• **Excerto fornecido**
%%

MEU AMOR JÁ ESTÁ VIRADO.
ESTES RAPAZES D´AGORA
USAM O CHAPÉU AO LADO.
II
USAM O CHAPÉU AO LADO,
MEU AMOR FOI SEMPRE ASSIM!
QUEM ME DERA AO PÉ DELAS,
OU ELAS AO PÉ DE MIM.
E
o baile continuava assim, com esta litania (6) repetitiva, até que aparecessem os
tocadores de harmónio ou de concertina que, por vezes, se faziam rogados, para
animar o baile. Mas, como eram privilegiados, pois, ao escolherem o par, podiam
dançar toda a noite com ele sem serem incomodados e, assim sendo, lá se abria o
fole para começar o baile que acabava, normalmente, lá para as 3 horas da
manhã.
Com exclusão dos tocadores, como disse, no
baile havia regras, os rapazes da aldeia, eram presenteados, por vezes, com a
vinda de outros dançarinos provenientes de aldeias vizinhas e, sempre que
isto acontecia, eles não ficavam nada satisfeitos, pois as moçoilas eram em
menor número do que eles e, lá se tinha de andar a bater no ombro do dançarino
no ativo, para pedir que este lhe emprestasse o par.

%%

• **Dados fornecidos**
%%

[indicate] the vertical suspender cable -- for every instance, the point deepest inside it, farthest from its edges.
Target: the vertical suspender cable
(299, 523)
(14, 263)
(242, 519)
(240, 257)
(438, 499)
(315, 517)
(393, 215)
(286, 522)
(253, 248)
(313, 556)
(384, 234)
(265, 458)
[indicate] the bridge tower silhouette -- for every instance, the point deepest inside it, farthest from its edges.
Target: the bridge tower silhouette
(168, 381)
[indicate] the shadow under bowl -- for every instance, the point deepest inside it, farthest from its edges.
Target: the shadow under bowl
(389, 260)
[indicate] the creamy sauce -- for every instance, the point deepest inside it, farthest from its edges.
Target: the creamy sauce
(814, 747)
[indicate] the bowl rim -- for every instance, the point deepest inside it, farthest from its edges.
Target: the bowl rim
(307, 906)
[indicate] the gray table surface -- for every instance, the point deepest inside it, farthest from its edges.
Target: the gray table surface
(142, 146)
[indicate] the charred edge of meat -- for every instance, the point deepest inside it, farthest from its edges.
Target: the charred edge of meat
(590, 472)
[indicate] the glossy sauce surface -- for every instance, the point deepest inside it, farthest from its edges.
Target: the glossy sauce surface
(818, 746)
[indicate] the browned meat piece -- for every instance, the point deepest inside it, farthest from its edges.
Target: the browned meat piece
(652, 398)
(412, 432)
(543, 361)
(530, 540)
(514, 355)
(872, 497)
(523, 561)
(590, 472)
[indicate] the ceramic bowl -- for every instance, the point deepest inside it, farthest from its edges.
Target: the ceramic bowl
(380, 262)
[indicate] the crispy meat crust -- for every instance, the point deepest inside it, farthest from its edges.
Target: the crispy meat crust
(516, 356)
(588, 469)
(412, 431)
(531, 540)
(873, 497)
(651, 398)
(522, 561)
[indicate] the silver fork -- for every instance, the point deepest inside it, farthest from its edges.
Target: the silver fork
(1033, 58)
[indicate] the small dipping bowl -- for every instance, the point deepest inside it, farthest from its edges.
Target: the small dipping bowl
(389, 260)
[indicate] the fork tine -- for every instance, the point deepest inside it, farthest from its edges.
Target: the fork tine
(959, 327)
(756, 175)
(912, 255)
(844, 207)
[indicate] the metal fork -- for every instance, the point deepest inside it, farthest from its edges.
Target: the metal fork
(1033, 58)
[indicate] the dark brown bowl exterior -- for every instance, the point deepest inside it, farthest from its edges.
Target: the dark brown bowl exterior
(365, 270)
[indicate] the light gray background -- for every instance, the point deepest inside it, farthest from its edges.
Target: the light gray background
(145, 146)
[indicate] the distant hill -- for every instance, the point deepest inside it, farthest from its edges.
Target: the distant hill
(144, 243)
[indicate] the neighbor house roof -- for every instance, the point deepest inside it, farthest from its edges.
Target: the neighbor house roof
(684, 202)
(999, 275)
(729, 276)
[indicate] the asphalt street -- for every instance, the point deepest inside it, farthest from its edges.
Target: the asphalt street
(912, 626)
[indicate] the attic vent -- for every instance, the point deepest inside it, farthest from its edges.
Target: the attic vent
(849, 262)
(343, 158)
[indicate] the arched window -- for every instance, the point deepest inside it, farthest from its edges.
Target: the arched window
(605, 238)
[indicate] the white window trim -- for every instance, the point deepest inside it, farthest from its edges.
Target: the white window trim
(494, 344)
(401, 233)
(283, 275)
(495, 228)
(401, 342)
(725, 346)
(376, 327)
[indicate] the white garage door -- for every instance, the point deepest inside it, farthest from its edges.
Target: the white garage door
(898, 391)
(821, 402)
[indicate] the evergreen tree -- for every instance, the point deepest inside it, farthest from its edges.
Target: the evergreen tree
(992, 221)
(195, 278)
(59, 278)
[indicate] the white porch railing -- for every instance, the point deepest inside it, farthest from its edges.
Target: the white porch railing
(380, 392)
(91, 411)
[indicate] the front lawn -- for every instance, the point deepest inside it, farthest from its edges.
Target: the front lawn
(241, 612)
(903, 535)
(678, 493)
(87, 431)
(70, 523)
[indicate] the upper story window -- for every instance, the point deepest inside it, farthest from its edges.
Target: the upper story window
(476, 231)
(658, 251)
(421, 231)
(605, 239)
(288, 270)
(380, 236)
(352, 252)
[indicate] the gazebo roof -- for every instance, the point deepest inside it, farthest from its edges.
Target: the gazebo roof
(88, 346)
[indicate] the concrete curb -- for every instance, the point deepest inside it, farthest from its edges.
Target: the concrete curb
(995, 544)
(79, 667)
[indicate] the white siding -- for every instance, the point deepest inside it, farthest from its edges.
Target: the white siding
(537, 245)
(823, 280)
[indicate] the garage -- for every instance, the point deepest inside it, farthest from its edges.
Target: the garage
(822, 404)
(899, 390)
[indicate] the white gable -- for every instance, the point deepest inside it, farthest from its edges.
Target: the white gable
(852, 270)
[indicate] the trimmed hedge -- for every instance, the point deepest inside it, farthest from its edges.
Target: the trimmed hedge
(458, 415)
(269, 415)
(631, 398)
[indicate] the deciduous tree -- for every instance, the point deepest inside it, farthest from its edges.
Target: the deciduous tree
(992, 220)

%%

• **Desafios**
A. Responda a estas perguntas sobre o excerto do baile:
(i) Segundo a cantiga, como usam o chapéu os rapazes d'agora?
(ii) Que instrumentos tocavam os tocadores que animavam o baile?
(iii) A que horas acabava normalmente o baile?
B. Traduza para inglês, por favor, a frase do excerto do baile «ESTES RAPAZES D´AGORA USAM O CHAPÉU AO LADO».
C. Retome o excerto do baile e continue-o a partir da última frase apresentada.

• **Respostas esperadas**
A.
(i) Usam o chapéu ao lado.
(ii) Harmónio ou concertina.
(iii) Lá para as 3 horas da manhã.

B. These young men of today wear their hats to one side.

C.
Por
vezes as regras não eram cumpridas, visto que os dançarinos, por hábito,
deixavam logo a moçoila pedida para a moda seguinte e, os outros rapazes quando
as iam para puxar, ouvia a resposta «desculpe
já tenho par».
Sempre
que isto acontecia, os rapazes recuavam envergonhados e, a partir daí, o «caldo começava a entornar-se», já que toda agente na
sala ficava a olhar para a «cena»;
Ao recuarem, ficavam na periferia, a aguardar que a moda começasse para, depois,
começarem a bater nos ombros dos outros dançarinos
para lhe «ratarem o par».
Havia
artistas que diziam «Esta noite só me
vou embora quando dançar com todas as moçoilas». E, então, começavam por
escolher aquelas que não exerciam tanta «pressão»
para os manter à distância, pois, para eles, quanto mais agarradinhos melhor. Havia algumas moçoilas que, não
estavam pelos ajustes, e puxavam o cotovelo do braço direito para cima e
colocavam a mão direita, sobre o ombro do dançarino, a qual funcionando como
uma mola, permitia-lhes manter os mais excitados
à distância.
Lembro que esta prática era
utilizada no período em que os pais andavam na via-sacra das adegas, pois logo
que eles apareciam à porta da casa do baile, acabava-se-lhes logo «o calor».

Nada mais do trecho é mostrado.